● Listed entries
+++++

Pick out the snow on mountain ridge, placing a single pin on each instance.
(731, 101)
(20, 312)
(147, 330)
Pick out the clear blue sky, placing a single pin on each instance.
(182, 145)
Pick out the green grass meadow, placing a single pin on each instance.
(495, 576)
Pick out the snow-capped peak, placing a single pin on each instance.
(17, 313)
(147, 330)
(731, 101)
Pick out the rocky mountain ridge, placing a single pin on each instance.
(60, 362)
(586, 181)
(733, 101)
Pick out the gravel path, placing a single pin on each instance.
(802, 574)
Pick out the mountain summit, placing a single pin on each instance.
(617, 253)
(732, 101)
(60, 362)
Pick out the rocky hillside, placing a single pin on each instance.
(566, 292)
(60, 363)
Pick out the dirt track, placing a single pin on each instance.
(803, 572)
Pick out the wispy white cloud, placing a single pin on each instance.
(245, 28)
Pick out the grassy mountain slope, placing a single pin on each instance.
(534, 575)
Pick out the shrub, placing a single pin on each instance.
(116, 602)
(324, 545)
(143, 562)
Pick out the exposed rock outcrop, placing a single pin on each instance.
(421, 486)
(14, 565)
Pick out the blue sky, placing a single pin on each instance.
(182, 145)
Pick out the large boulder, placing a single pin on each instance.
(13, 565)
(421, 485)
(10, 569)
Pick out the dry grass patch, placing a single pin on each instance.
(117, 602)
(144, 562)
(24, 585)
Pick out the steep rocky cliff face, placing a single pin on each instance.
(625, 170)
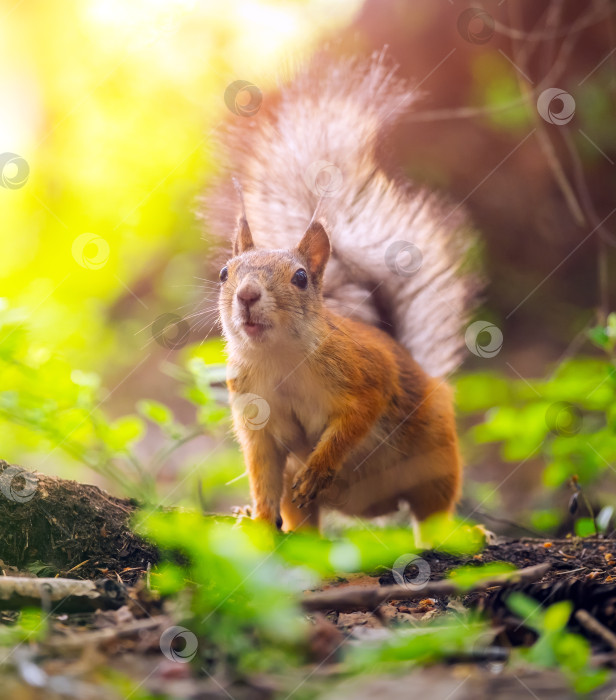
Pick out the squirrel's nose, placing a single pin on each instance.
(248, 294)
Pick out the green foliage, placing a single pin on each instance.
(31, 627)
(567, 419)
(241, 580)
(57, 407)
(556, 647)
(468, 576)
(423, 645)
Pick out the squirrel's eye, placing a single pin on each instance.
(300, 279)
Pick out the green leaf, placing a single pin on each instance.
(584, 527)
(556, 616)
(124, 431)
(212, 352)
(155, 411)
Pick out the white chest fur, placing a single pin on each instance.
(298, 402)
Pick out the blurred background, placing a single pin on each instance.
(108, 126)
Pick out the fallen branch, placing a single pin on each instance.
(60, 595)
(75, 641)
(351, 598)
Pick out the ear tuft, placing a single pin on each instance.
(315, 247)
(243, 238)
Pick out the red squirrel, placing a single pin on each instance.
(340, 328)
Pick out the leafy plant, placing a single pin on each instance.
(58, 407)
(568, 419)
(556, 647)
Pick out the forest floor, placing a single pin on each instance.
(113, 650)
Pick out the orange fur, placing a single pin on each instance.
(354, 422)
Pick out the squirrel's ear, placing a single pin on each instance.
(315, 247)
(243, 238)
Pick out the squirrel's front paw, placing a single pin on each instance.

+++++

● Task prompt
Convert every line of the entries above into a JSON list of strings, one string per line, skipping any blank lines. Leave the pictures out of the list.

● Response below
[
  "Pick out the snow on mountain ridge, placing a single pin on each instance.",
  "(731, 101)",
  "(20, 312)",
  "(147, 330)",
  "Pick out the clear blue sky, placing a single pin on each instance.",
  "(182, 145)",
  "Pick out the green grass meadow, placing a single pin on each instance.",
  "(495, 576)",
  "Pick out the snow-capped peak, placing a single pin on each instance.",
  "(17, 313)",
  "(147, 330)",
  "(731, 101)",
  "Pick out the rocky mountain ridge, placing a single pin on each instance.",
  "(60, 362)",
  "(586, 181)",
  "(733, 101)",
  "Pick out the gravel path, placing a single pin on each instance.",
  "(802, 574)",
  "Pick out the mountain summit, placing a single pin on each instance.",
  "(617, 253)",
  "(732, 101)",
  "(60, 362)",
  "Pick out the rocky hillside, placing a single pin on each instance.",
  "(566, 292)",
  "(60, 363)",
  "Pick out the dirt track, placing a single pin on each instance.",
  "(803, 572)",
  "Pick out the wispy white cloud, placing a single pin on each instance.",
  "(245, 28)",
  "Pick out the grassy mountain slope, placing a single pin on each instance.",
  "(534, 575)",
  "Pick out the shrub, placing a single pin on each instance.",
  "(116, 602)",
  "(324, 545)",
  "(143, 562)",
  "Pick out the exposed rock outcrop, placing a single pin on each instance.",
  "(421, 486)",
  "(14, 565)",
  "Pick out the blue sky, placing a single pin on each instance.",
  "(182, 145)",
  "Pick out the large boulder, placing a single pin on each instance.",
  "(13, 565)",
  "(421, 485)",
  "(10, 569)",
  "Pick out the dry grass patch, placing a single pin on each instance.",
  "(117, 602)",
  "(144, 562)",
  "(24, 585)",
  "Pick out the steep rocky cliff face, placing a single pin on each instance.",
  "(625, 170)",
  "Pick out the squirrel's nose, placing a single pin on each instance.",
  "(248, 294)",
  "Pick out the green foliage, placing a single pin on each instance.",
  "(31, 627)",
  "(567, 419)",
  "(241, 580)",
  "(57, 407)",
  "(556, 647)",
  "(468, 576)",
  "(423, 645)",
  "Pick out the squirrel's eye, placing a single pin on each instance.",
  "(300, 279)",
  "Pick out the green leaf, placing a single pin on each instance.",
  "(584, 527)",
  "(556, 616)",
  "(124, 431)",
  "(212, 352)",
  "(155, 411)",
  "Pick out the white chest fur, placing a single pin on each instance.",
  "(298, 402)",
  "Pick out the blurred background, placing a single pin on each instance.",
  "(108, 126)",
  "Pick out the fallen branch, placing a single pin on each instance.",
  "(60, 595)",
  "(75, 641)",
  "(351, 598)",
  "Pick out the ear tuft, placing a single pin on each instance.",
  "(315, 247)",
  "(243, 238)",
  "Pick out the red squirrel, placing a single pin on each instance.",
  "(340, 328)",
  "Pick out the leafy plant, placing a single pin on each instance.",
  "(58, 407)",
  "(568, 419)",
  "(556, 647)",
  "Pick out the forest floor, placing a single pin on each instance.",
  "(113, 650)",
  "Pick out the orange fur, placing a single pin on each instance.",
  "(354, 422)",
  "Pick out the squirrel's ear, placing a single pin on each instance.",
  "(315, 247)",
  "(243, 238)",
  "Pick out the squirrel's front paw, placing a single pin on each instance."
]